*** Listed records ***
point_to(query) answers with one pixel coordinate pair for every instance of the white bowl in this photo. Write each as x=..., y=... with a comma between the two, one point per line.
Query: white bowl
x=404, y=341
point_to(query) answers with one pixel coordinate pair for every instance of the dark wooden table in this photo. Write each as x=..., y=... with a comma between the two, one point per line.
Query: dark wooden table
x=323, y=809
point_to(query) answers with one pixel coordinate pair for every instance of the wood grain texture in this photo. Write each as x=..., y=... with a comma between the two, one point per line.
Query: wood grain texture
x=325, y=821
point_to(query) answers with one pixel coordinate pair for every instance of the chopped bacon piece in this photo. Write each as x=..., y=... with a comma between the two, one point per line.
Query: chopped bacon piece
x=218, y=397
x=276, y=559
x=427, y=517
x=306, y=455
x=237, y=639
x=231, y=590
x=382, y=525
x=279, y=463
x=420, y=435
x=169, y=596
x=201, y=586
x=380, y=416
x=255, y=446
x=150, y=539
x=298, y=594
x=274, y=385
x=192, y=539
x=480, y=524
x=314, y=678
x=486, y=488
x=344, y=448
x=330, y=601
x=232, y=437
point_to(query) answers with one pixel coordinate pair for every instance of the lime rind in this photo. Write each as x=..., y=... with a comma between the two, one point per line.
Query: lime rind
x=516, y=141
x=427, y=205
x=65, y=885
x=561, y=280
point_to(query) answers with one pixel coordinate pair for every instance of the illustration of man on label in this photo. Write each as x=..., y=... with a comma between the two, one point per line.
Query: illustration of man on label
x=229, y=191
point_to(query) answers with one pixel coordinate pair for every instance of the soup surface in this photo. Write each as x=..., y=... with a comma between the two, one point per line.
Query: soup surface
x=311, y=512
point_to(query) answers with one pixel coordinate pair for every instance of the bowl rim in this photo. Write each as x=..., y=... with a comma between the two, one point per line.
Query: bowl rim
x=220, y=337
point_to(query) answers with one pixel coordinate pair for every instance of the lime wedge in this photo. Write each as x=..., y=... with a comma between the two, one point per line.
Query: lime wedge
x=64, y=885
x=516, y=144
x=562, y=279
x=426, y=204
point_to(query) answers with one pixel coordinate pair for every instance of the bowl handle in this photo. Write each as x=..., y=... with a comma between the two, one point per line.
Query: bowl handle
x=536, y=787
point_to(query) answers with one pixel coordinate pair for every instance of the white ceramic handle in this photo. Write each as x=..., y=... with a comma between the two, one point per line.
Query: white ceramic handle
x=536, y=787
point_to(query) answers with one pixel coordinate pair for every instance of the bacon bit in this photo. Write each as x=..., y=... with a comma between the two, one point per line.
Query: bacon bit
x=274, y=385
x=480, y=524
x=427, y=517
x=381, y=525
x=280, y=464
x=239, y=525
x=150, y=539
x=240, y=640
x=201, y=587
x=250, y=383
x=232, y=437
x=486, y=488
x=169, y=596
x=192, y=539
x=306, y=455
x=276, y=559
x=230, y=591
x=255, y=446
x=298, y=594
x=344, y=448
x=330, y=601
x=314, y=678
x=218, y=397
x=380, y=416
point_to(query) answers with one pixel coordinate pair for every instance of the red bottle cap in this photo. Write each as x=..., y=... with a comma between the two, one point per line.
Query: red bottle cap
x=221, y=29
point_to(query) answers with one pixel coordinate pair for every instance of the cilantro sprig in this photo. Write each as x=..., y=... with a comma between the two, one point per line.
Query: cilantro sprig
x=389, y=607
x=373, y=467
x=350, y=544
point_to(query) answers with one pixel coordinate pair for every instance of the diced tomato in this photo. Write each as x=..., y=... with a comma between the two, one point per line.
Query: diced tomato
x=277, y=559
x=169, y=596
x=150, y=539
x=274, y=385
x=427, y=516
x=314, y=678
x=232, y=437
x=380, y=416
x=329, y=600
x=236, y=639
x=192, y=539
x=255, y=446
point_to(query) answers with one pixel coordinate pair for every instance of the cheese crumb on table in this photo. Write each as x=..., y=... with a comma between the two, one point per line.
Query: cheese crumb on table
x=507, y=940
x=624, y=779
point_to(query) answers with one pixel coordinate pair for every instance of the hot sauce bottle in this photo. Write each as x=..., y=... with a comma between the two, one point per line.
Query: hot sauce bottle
***
● **Written problem**: Copy out everything from the line containing "the lime rind" down to the line containing "x=561, y=280", both of those lines included, with no changes.

● **Answer to the exercise**:
point_to(query) answers with one pixel coordinate pair for every instance of the lime rind in this photo. Write each as x=..., y=... with a comma between the two, one point per line.
Query: lime rind
x=516, y=141
x=427, y=205
x=65, y=885
x=561, y=280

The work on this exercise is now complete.